Exercise brief => Word for word, restate every record, though not the pictures.

Data for this exercise below:

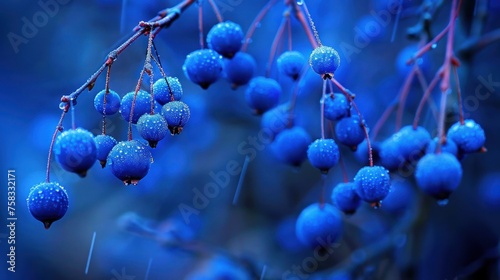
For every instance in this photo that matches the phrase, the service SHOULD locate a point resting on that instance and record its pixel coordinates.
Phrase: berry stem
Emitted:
(348, 95)
(216, 10)
(58, 128)
(256, 22)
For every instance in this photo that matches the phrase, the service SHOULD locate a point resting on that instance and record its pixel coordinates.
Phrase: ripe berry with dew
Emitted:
(324, 61)
(75, 150)
(438, 175)
(104, 144)
(47, 202)
(112, 102)
(373, 183)
(319, 224)
(323, 154)
(177, 114)
(291, 63)
(152, 128)
(203, 67)
(226, 38)
(346, 199)
(263, 94)
(130, 161)
(165, 92)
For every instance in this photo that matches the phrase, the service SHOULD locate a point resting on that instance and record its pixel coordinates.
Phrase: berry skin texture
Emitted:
(240, 69)
(372, 184)
(203, 67)
(319, 224)
(112, 102)
(47, 202)
(104, 144)
(75, 151)
(263, 94)
(177, 114)
(152, 128)
(469, 136)
(438, 174)
(290, 146)
(291, 63)
(130, 161)
(336, 106)
(141, 107)
(165, 92)
(226, 38)
(324, 61)
(350, 132)
(323, 154)
(345, 197)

End of Data for this exercise.

Output below =>
For every instance in this photo that matches the phrase, the service SHOULD locate a point resting on that instance and record its pixel coordinates.
Phrase: berry stem
Emitted:
(348, 95)
(216, 10)
(58, 128)
(256, 22)
For every instance in this photo that matches the phrase, the service SHOULD locate a point resting on that instance and record its pixel coordinates.
Phrase: ripe berry with dew
Emitted:
(324, 61)
(75, 150)
(438, 175)
(104, 144)
(47, 202)
(112, 102)
(373, 183)
(319, 224)
(323, 154)
(177, 114)
(291, 63)
(152, 128)
(203, 67)
(226, 38)
(346, 199)
(263, 94)
(130, 161)
(165, 92)
For every instance in this photo that matches the phrase, the service SHOULD locate a point resting on that instance and record its pixel coordinates.
Phrase: berry skin texture
Emitted:
(240, 69)
(372, 184)
(203, 67)
(319, 224)
(112, 102)
(47, 202)
(104, 144)
(75, 151)
(263, 94)
(177, 114)
(152, 128)
(469, 136)
(438, 174)
(290, 146)
(291, 63)
(130, 161)
(336, 106)
(141, 107)
(165, 92)
(226, 38)
(324, 61)
(350, 132)
(323, 154)
(345, 197)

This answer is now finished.